* begin DATASET ROWS *

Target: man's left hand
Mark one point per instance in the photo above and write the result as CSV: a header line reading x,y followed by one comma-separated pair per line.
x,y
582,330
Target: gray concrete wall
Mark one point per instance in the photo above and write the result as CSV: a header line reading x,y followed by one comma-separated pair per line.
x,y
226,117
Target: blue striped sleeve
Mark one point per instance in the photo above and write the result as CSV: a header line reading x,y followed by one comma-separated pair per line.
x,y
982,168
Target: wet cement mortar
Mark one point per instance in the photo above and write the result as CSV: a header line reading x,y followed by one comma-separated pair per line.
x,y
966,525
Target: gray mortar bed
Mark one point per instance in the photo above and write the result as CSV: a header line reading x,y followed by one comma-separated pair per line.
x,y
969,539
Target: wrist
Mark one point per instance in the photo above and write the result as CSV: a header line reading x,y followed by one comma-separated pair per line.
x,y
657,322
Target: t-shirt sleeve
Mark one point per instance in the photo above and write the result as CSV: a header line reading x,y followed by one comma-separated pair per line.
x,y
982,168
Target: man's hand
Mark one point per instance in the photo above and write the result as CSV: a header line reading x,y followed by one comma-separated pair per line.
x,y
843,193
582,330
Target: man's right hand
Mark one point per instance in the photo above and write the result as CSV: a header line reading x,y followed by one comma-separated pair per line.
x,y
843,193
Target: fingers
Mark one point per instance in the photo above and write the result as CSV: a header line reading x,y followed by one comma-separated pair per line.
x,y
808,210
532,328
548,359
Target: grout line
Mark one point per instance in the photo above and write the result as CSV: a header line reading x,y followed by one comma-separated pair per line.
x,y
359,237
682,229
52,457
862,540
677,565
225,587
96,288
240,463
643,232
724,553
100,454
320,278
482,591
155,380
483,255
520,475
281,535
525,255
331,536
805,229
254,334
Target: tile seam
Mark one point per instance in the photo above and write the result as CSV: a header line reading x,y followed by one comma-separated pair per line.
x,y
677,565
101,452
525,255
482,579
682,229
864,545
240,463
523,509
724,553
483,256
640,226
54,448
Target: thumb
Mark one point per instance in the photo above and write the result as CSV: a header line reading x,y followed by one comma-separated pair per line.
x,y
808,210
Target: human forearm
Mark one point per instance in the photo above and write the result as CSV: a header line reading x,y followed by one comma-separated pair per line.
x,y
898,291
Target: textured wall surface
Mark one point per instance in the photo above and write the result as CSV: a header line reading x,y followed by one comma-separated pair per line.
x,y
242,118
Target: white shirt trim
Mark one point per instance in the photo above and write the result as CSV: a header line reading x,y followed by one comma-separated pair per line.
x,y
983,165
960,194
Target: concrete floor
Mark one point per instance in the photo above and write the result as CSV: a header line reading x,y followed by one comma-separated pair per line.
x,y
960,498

* end DATASET ROWS *

### [WHAT THE EXERCISE ASKS]
Arrange every line of the entries above as a Markdown table with the columns "Row" and "Entry Line," numbering the rows consecutively and omitting any blank lines.

### [EXERCISE SOLUTION]
| Row | Entry Line |
|---|---|
| 1 | Target: man's left hand |
| 2 | Mark one point per instance in the photo above and write the result as CSV: a header line reading x,y followed by one comma-separated pair per line. |
| 3 | x,y |
| 4 | 582,330 |
| 5 | Target: gray concrete wall |
| 6 | Mark one point per instance in the photo above and write the result as CSV: a header line reading x,y followed by one comma-separated pair per line. |
| 7 | x,y |
| 8 | 226,117 |
| 9 | Target: blue striped sleeve |
| 10 | Mark one point per instance in the photo above and write the result as CSV: a header line reading x,y followed by one comma-separated pair per line. |
| 11 | x,y |
| 12 | 982,168 |
| 13 | Target: wet cement mortar |
| 14 | Mark one point per instance in the photo above and write the result as CSV: a header line reading x,y followed by one comma-separated pair per line. |
| 15 | x,y |
| 16 | 966,525 |
| 17 | Target: gray mortar bed |
| 18 | Mark one point per instance in the photo above and write the result as CSV: a header line reading x,y followed by one comma-separated pair per line. |
| 19 | x,y |
| 20 | 969,539 |
| 21 | Target: wrist |
| 22 | Mark one point per instance in the photo above and write the result as CSV: a header line reading x,y followed by one comma-separated pair per line. |
| 23 | x,y |
| 24 | 657,322 |
| 25 | Target: t-shirt sleeve |
| 26 | Mark one point per instance in the photo above and write the result as CSV: a header line reading x,y followed by one comma-separated pair per line. |
| 27 | x,y |
| 28 | 982,168 |
| 29 | Target: man's hand |
| 30 | Mark one point per instance in the photo above and write the result as CSV: a header line reading x,y followed by one comma-separated pair per line. |
| 31 | x,y |
| 32 | 843,193 |
| 33 | 582,330 |
| 34 | Target: man's right hand |
| 35 | Mark one point per instance in the photo above and write the result as CSV: a header line reading x,y followed by one comma-separated pair per line. |
| 36 | x,y |
| 37 | 843,193 |
| 38 | Target: fingers |
| 39 | Mark one point per instance in the photo above and write the result as CSV: a header line reading x,y followed by one comma-separated pair per line. |
| 40 | x,y |
| 41 | 808,210 |
| 42 | 532,328 |
| 43 | 548,359 |
| 44 | Target: grout line |
| 45 | Mark one point per instance in the photo above and write the result as CSV: a header line reading x,y followed by one comma-separated pair per line. |
| 46 | x,y |
| 47 | 359,237 |
| 48 | 682,229 |
| 49 | 52,457 |
| 50 | 862,540 |
| 51 | 677,565 |
| 52 | 225,587 |
| 53 | 96,288 |
| 54 | 240,463 |
| 55 | 643,232 |
| 56 | 724,553 |
| 57 | 100,454 |
| 58 | 320,278 |
| 59 | 482,591 |
| 60 | 155,380 |
| 61 | 483,255 |
| 62 | 520,475 |
| 63 | 281,535 |
| 64 | 525,255 |
| 65 | 331,536 |
| 66 | 805,229 |
| 67 | 254,334 |
| 68 | Target: tile seam |
| 69 | Mark one point per instance in the photo above and write the result as CSV: a header line reading x,y followed by one comma-separated pair per line. |
| 70 | x,y |
| 71 | 677,565 |
| 72 | 101,452 |
| 73 | 525,255 |
| 74 | 482,579 |
| 75 | 682,229 |
| 76 | 864,545 |
| 77 | 240,463 |
| 78 | 523,509 |
| 79 | 724,553 |
| 80 | 483,256 |
| 81 | 640,226 |
| 82 | 54,448 |
| 83 | Target: thumb |
| 84 | Mark one point per instance in the photo above and write the result as CSV: a header line reading x,y followed by one comma-separated pair per line. |
| 85 | x,y |
| 86 | 808,210 |
| 87 | Target: human forearm |
| 88 | Mark one point per instance in the photo above and write the result as CSV: a header line reading x,y followed by one comma-separated pair per line. |
| 89 | x,y |
| 90 | 898,291 |
| 91 | Target: textured wall surface |
| 92 | Mark one point per instance in the photo above and write the result as CSV: a header line reading x,y followed by one comma-separated pair per line. |
| 93 | x,y |
| 94 | 242,118 |
| 95 | Target: white shirt trim |
| 96 | Mark one point per instance in the photo above and write the result as CSV: a header line reading x,y followed by one comma-separated pair per line. |
| 97 | x,y |
| 98 | 983,165 |
| 99 | 960,194 |
| 100 | Target: concrete floor |
| 101 | Mark one point per instance in the photo above and write the result as CSV: a header line reading x,y followed by one comma-separated pair per line. |
| 102 | x,y |
| 103 | 960,498 |